*** Data ***

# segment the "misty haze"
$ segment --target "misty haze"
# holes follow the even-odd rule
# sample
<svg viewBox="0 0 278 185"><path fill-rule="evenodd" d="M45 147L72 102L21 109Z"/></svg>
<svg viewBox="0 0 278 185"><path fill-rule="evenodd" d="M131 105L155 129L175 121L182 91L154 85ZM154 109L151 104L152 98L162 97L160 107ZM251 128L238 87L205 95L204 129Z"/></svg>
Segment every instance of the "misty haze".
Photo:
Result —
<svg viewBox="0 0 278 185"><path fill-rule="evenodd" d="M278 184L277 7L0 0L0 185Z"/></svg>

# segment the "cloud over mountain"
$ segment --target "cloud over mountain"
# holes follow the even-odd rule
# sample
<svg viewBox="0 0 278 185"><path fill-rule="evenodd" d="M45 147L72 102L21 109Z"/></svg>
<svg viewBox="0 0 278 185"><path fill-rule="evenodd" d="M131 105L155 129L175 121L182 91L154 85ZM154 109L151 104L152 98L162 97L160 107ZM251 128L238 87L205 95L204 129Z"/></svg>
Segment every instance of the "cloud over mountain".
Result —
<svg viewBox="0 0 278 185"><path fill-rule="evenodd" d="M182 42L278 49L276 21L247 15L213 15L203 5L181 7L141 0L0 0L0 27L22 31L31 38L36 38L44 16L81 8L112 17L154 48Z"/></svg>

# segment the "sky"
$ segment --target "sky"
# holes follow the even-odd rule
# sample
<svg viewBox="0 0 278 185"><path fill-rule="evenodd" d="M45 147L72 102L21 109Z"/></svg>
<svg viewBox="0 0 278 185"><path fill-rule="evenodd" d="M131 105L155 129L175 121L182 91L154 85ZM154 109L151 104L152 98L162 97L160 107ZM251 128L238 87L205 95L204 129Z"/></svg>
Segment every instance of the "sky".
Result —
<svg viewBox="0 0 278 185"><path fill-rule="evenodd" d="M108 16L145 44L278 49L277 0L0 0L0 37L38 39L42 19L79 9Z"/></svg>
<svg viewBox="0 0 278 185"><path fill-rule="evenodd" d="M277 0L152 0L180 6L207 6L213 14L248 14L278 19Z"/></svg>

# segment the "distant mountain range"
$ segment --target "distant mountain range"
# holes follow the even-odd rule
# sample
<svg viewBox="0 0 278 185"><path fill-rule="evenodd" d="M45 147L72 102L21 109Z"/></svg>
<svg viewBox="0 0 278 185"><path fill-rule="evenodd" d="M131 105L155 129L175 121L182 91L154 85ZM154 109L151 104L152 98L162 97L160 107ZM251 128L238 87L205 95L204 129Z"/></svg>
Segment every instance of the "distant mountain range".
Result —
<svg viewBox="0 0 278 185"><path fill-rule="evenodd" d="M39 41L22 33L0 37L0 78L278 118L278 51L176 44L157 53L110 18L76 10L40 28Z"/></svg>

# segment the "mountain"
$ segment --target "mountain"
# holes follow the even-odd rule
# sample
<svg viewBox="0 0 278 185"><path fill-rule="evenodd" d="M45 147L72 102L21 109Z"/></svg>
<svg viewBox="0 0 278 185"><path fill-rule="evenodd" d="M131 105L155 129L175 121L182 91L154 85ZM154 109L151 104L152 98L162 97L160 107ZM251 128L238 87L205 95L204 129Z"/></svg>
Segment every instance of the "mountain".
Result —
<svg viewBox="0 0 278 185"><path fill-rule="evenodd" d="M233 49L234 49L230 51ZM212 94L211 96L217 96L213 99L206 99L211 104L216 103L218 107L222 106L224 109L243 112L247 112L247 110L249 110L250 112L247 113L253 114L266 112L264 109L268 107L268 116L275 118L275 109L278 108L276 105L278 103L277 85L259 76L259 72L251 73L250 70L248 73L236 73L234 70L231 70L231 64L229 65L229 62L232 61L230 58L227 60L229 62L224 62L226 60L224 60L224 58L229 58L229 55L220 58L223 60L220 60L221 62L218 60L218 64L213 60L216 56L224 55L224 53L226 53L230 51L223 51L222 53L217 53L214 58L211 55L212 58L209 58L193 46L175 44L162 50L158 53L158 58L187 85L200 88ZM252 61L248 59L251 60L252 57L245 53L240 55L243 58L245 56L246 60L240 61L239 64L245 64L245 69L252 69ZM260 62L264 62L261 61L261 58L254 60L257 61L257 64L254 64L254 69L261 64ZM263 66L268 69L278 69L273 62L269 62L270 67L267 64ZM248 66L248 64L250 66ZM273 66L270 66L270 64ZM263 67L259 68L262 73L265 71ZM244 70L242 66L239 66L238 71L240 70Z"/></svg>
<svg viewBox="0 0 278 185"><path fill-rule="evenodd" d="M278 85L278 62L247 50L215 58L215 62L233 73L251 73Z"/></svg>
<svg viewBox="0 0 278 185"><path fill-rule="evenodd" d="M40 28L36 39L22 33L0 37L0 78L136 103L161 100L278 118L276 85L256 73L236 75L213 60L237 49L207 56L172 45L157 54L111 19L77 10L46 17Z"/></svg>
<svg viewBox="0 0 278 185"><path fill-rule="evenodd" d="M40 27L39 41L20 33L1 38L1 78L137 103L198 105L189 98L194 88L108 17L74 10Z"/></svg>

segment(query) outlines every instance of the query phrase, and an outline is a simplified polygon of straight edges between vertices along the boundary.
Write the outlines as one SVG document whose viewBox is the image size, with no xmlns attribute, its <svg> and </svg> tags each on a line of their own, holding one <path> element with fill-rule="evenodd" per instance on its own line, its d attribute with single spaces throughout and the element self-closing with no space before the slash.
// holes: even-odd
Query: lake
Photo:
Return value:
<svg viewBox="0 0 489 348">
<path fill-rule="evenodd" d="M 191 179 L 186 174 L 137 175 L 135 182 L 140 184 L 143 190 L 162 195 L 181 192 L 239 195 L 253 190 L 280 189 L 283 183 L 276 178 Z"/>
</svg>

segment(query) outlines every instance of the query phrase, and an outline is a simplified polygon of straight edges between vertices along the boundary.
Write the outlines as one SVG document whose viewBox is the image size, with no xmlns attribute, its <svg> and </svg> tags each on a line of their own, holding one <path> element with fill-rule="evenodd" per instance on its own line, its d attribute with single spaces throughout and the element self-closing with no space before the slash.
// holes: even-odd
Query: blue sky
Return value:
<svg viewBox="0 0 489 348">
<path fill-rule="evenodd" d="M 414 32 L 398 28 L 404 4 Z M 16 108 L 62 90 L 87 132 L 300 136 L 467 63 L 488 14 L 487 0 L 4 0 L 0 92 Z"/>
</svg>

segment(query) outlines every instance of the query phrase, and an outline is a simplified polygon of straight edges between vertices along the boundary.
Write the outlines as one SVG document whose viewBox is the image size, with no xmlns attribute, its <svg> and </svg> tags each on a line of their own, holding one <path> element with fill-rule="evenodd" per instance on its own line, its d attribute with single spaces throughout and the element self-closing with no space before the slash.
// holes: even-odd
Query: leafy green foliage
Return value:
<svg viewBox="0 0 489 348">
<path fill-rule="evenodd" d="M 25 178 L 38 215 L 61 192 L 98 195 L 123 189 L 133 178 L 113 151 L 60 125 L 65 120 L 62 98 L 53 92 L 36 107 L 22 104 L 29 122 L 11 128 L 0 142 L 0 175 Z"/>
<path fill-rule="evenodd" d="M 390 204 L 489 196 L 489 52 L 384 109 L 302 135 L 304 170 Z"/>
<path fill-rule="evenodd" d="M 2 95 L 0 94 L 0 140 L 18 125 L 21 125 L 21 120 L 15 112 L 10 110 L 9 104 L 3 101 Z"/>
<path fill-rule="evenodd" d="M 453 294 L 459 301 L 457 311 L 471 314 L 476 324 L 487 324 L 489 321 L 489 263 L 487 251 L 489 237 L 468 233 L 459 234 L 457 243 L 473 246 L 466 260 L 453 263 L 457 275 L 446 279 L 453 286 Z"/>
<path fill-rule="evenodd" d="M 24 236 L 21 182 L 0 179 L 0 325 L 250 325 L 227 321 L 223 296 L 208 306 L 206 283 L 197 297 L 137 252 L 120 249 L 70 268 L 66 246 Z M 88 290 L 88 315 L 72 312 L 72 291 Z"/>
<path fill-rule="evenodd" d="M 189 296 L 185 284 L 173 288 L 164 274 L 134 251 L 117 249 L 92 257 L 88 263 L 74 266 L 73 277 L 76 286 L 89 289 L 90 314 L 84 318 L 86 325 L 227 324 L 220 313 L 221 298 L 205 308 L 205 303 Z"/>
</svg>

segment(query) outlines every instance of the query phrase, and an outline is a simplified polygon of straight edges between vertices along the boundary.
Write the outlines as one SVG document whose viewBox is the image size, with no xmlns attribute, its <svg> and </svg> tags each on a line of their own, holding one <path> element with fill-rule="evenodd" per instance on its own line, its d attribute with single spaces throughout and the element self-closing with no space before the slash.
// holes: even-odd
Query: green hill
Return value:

***

__Written request__
State how many lines of the rows above contain the string "target", counting only matches with the same case. Reply with the number alone.

__Answer for the task__
5